+++ TRECHO DO TEXTO
Por Hylda Cavalcanti
Uma briga empresarial marcada por disputa referente a direitos autorais sobre projetos de engenharia e arquitetônicos e acusação de espionagem na maior cidade do Brasil ganha novos capítulos a partir de um pedido formalizado na Justiça trabalhista. Trata-se da disputa que envolve os sócios do Hotel Rosewood, um dos mais luxuosos de São Paulo. E diz respeito a solicitação de antecipação de tutela movido por uma ex-funcionária.
Essa ex-funcionária entrou com pedido para obter documentos que confirmam suas informações sobre ter sofrido assédio moral e discriminações diversas. E que estão sendo mantidos sob segredo de Justiça até agora. Mas, por sua vez, fornecem as provas que ela necessita para a ação trabalhista. Negada em primeira instância, a solicitação está sendo alvo de recursos e pode subir para o Tribunal Superior do Trabalho (TST).
++++++
ENUNCIADO DO EXERCÍCIO:
Dê continuidade à reportagem sobre a disputa entre os sócios do Hotel Rosewood, escrevendo a partir da última frase apresentada.
+++ CONJUNTO DE DADOS
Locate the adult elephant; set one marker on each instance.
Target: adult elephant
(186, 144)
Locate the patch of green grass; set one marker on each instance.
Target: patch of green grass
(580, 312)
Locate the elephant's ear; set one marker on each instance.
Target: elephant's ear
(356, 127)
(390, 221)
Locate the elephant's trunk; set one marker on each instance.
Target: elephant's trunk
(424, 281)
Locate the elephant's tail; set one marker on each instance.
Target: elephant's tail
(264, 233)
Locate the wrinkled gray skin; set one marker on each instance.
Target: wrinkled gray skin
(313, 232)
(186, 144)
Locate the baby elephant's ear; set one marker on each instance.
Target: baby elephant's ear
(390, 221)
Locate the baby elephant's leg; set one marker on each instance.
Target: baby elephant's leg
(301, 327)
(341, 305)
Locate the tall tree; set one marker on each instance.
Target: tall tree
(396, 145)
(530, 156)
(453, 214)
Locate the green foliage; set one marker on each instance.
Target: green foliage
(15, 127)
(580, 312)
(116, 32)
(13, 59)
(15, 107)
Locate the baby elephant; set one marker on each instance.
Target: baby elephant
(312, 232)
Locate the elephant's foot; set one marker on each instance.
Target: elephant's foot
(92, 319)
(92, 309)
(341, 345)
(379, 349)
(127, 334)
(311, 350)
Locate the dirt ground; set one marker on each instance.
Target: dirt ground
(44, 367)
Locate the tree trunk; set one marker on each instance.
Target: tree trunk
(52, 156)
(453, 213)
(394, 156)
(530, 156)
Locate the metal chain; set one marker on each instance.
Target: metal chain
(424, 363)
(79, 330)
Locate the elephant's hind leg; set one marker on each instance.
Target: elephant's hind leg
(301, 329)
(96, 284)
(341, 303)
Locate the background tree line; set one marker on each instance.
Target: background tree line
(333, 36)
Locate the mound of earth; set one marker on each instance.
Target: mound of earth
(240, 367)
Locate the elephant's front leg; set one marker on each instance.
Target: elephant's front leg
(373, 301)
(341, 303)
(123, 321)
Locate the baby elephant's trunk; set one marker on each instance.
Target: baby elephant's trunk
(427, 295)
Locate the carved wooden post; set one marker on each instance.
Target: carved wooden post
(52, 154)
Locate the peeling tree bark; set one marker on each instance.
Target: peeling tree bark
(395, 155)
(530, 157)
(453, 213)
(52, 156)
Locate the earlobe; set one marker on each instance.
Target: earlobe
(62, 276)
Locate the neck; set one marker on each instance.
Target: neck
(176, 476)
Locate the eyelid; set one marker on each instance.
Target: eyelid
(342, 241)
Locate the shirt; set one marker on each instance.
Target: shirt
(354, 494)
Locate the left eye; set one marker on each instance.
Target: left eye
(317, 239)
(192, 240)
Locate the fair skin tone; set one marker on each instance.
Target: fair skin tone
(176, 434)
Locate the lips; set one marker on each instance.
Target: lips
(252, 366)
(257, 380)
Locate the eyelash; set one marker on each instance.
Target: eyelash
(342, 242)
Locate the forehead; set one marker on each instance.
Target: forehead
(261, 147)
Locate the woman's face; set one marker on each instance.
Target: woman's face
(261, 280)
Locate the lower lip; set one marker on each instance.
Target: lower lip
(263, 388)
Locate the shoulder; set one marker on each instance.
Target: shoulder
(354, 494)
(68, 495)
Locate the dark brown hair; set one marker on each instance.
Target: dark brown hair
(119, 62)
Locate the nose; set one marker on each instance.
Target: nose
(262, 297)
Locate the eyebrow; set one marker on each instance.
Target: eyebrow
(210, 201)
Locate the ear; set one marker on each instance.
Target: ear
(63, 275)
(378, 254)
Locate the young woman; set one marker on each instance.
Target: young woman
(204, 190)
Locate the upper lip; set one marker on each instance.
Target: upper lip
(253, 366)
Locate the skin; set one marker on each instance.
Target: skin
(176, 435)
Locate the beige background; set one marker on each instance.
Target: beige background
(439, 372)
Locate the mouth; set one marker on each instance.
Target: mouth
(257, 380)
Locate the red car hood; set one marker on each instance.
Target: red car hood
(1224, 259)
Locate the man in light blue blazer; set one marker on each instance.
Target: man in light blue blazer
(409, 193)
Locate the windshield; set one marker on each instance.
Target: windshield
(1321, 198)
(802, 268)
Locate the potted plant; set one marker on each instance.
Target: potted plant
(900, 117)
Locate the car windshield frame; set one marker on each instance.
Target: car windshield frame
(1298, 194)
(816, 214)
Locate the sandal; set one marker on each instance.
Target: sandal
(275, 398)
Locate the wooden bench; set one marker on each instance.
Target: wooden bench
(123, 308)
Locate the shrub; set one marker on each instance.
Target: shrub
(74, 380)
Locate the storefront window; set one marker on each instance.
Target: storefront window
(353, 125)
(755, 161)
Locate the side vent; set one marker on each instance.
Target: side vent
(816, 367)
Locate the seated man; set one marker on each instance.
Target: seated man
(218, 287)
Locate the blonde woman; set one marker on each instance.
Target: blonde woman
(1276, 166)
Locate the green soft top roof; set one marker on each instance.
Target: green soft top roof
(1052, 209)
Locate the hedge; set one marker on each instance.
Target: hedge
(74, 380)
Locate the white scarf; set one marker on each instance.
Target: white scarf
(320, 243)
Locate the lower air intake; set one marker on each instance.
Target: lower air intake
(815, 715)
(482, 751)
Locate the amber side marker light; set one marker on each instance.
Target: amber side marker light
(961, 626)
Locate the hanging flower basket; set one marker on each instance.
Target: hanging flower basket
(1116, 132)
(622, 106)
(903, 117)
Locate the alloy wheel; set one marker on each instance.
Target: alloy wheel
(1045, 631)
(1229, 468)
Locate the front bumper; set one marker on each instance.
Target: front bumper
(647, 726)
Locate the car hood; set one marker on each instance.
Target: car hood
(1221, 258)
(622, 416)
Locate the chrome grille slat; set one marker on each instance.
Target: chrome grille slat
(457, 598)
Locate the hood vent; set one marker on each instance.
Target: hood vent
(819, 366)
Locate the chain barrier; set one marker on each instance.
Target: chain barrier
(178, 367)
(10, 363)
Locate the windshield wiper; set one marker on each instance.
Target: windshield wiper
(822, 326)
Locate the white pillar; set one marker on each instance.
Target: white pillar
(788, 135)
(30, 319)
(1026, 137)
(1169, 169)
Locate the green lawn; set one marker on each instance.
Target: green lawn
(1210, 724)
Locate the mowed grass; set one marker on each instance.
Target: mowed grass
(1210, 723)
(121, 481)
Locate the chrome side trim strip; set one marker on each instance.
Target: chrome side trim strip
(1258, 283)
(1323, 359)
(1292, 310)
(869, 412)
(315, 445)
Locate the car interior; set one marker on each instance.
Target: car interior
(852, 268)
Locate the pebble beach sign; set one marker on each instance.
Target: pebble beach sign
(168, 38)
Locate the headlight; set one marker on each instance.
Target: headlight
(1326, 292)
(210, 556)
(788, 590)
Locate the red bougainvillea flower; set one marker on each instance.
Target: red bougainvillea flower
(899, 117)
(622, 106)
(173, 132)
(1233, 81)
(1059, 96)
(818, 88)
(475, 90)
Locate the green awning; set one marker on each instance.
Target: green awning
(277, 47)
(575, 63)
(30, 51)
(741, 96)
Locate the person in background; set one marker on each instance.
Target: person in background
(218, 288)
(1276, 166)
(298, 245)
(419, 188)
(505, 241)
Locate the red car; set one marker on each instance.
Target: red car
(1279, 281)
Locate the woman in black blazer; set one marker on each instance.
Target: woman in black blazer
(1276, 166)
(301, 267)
++++++
RESPOSTA DO EXERCÍCIO:
A trabalhadora alega que sofreu vários tipos de retaliações por ter se recusado a participar de atos ilícitos que envolviam investigação de computadores em meio à guerra empresarial ordenada por sua chefe direta. O pedido foi ajuizado na primeira instância no dia 28 de agosto e agora tramita no Tribunal Regional do Trabalho da 2ª Região (TRT-2). Na avaliação de especialistas, a depender do resultado, tende a provocar um desenlace no litígio existente entre as duas corporações. O HJur teve acesso aos documentos apresentados pela defesa da ex-funcionária.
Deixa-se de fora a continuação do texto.